Goal of the exercise: The line containing "Target: tree trunk" and every line after it, through the last, are to be extracted exactly; no other lines belong in the answer.

Given records:
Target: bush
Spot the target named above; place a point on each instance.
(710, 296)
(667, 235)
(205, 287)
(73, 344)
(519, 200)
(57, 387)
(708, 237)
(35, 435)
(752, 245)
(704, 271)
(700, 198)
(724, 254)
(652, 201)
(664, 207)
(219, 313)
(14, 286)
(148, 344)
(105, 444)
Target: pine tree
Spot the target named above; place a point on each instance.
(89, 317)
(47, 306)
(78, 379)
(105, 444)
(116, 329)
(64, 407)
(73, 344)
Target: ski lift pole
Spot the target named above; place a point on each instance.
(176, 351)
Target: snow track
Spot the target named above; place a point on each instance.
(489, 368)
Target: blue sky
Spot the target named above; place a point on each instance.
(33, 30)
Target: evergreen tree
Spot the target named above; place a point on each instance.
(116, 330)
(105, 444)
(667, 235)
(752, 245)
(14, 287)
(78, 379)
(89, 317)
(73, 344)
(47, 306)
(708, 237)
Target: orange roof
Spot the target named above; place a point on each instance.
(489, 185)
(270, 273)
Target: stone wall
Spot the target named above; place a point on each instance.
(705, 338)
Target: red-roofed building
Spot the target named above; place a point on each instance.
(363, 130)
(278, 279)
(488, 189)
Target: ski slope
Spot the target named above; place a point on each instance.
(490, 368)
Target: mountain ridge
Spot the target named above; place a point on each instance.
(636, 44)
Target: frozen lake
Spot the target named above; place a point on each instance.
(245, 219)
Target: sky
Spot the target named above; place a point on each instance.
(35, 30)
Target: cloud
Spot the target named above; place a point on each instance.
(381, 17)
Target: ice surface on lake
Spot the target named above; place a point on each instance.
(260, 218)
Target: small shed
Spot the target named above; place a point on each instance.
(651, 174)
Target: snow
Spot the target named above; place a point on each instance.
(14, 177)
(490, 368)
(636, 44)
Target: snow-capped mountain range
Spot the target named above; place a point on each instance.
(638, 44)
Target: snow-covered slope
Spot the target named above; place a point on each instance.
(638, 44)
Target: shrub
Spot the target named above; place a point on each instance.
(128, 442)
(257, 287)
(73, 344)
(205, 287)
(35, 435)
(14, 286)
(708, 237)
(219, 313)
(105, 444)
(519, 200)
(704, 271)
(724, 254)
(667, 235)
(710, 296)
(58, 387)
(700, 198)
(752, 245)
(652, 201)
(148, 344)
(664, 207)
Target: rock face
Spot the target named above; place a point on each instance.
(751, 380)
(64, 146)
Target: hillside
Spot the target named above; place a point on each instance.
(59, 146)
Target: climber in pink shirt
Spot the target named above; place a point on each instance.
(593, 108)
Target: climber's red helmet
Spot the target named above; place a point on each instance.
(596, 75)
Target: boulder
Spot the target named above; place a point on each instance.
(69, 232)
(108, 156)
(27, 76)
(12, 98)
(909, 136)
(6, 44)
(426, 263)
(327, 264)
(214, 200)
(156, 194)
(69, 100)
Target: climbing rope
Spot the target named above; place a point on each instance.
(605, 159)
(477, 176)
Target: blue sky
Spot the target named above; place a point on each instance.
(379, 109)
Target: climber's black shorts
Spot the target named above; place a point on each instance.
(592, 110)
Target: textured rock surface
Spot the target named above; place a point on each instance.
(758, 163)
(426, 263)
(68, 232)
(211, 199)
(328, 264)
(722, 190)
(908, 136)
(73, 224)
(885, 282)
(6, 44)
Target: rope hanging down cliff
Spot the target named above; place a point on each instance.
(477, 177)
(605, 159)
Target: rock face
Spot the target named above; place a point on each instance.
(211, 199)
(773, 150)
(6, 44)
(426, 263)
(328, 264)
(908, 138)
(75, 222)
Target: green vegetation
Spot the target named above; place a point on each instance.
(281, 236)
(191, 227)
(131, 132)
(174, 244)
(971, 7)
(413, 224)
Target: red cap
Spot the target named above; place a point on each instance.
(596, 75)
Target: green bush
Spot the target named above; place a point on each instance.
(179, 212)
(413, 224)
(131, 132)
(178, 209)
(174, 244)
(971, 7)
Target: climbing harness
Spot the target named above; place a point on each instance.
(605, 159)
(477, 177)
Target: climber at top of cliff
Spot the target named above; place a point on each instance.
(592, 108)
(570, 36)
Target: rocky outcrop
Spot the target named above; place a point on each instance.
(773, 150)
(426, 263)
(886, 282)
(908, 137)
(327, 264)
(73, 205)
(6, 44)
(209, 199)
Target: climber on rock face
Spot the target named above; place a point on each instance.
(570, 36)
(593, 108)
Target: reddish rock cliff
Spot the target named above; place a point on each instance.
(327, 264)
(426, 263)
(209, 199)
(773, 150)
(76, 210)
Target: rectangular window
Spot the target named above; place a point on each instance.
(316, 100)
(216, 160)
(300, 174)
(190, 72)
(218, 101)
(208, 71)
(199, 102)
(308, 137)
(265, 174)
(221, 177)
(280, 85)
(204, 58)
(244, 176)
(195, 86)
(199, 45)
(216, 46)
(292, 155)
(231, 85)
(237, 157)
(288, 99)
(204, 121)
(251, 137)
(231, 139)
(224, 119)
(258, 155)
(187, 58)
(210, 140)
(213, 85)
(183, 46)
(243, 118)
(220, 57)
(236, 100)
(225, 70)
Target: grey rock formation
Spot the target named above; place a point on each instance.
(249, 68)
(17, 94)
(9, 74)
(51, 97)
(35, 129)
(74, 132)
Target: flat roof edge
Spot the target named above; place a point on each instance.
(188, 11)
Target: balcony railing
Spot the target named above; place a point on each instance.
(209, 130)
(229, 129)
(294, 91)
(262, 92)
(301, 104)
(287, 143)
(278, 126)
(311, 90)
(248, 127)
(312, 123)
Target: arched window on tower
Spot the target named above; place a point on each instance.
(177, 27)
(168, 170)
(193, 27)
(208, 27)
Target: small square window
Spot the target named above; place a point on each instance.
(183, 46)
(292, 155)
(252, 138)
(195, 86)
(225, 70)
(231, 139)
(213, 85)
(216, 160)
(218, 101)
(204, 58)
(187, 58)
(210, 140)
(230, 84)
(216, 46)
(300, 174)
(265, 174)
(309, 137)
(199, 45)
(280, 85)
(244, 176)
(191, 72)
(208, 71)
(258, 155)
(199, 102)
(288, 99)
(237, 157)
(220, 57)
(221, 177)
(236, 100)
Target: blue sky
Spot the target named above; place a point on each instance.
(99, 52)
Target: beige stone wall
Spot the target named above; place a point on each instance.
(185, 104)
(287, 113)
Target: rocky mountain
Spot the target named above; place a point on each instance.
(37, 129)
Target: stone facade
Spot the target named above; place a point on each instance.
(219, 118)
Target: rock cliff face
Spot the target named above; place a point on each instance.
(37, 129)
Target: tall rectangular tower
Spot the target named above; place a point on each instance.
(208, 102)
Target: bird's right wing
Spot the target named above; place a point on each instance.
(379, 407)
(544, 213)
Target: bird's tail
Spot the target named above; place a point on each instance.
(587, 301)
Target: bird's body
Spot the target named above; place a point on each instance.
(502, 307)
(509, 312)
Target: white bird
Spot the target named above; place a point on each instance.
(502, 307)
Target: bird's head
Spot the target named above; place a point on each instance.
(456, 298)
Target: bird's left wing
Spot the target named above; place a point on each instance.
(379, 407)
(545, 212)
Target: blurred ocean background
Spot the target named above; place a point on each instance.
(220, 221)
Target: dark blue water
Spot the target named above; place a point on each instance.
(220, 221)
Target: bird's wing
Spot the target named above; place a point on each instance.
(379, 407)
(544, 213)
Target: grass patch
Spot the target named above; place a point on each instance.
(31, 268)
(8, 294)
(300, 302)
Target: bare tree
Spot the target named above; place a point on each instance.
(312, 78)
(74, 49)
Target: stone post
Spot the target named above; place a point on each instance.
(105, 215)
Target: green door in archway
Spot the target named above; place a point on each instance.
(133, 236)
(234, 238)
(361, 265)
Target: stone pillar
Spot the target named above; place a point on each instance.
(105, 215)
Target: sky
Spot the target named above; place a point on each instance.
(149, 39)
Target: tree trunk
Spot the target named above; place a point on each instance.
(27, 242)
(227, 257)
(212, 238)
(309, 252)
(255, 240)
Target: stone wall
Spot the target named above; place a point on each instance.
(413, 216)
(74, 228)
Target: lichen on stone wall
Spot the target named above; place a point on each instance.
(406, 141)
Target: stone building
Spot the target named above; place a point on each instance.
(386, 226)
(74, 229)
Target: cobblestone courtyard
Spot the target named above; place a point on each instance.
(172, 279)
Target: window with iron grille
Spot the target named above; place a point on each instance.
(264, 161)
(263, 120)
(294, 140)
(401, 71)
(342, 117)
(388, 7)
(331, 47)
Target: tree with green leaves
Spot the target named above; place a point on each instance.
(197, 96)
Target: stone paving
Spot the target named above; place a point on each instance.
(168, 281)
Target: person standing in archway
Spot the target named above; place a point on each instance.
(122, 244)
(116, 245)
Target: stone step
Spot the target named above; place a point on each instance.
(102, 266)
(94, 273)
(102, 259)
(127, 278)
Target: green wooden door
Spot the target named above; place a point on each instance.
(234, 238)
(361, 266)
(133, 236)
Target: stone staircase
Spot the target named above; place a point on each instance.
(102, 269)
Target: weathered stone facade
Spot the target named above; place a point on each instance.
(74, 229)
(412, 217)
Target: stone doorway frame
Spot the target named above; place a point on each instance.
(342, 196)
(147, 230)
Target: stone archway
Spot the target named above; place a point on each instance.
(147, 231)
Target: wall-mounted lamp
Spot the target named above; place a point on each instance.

Task result:
Target: tree trunk
Spot the target named above; place a point on each instance.
(27, 242)
(227, 257)
(212, 238)
(309, 252)
(255, 240)
Target: stone wall
Spot the target named above; place a point on each instance.
(413, 216)
(74, 228)
Target: lichen on stone wall
Spot the target named above; place a point on each instance.
(406, 141)
Target: stone building
Spot the target named above; place a point on each instance.
(386, 226)
(74, 229)
Target: cobblestone courtyard
Spot the target named above; place a point on each instance.
(172, 279)
Target: window with iron grille
Spot the target named above; place a point on each instance.
(264, 161)
(263, 120)
(294, 140)
(401, 71)
(342, 117)
(388, 7)
(331, 47)
Target: tree with green leaves
Spot the target named above; place a point on each instance.
(197, 96)
Target: stone paving
Spot the target named above; place a point on each instance.
(168, 281)
Target: person standing in archway
Spot the target named above; place a point on each instance.
(122, 244)
(116, 245)
Target: stone step
Spot the target named above; place a point on each instance.
(102, 266)
(94, 273)
(102, 259)
(127, 278)
Target: green wooden door
Spot the target named above; place a point on each instance.
(234, 238)
(361, 266)
(133, 236)
Target: stone staircase
Spot the target named above; place a point on each instance.
(102, 269)
Target: weathered stone facade
Spot the target named above; place a point on each instance.
(74, 229)
(412, 217)
Target: stone doorway frame
Spot the target named above; place a point on each instance.
(342, 196)
(147, 230)
Target: stone archway
Spot the target named above; place a point on each instance.
(147, 231)
Target: wall-mounted lamp
Spot the target named above; place a point on each instance.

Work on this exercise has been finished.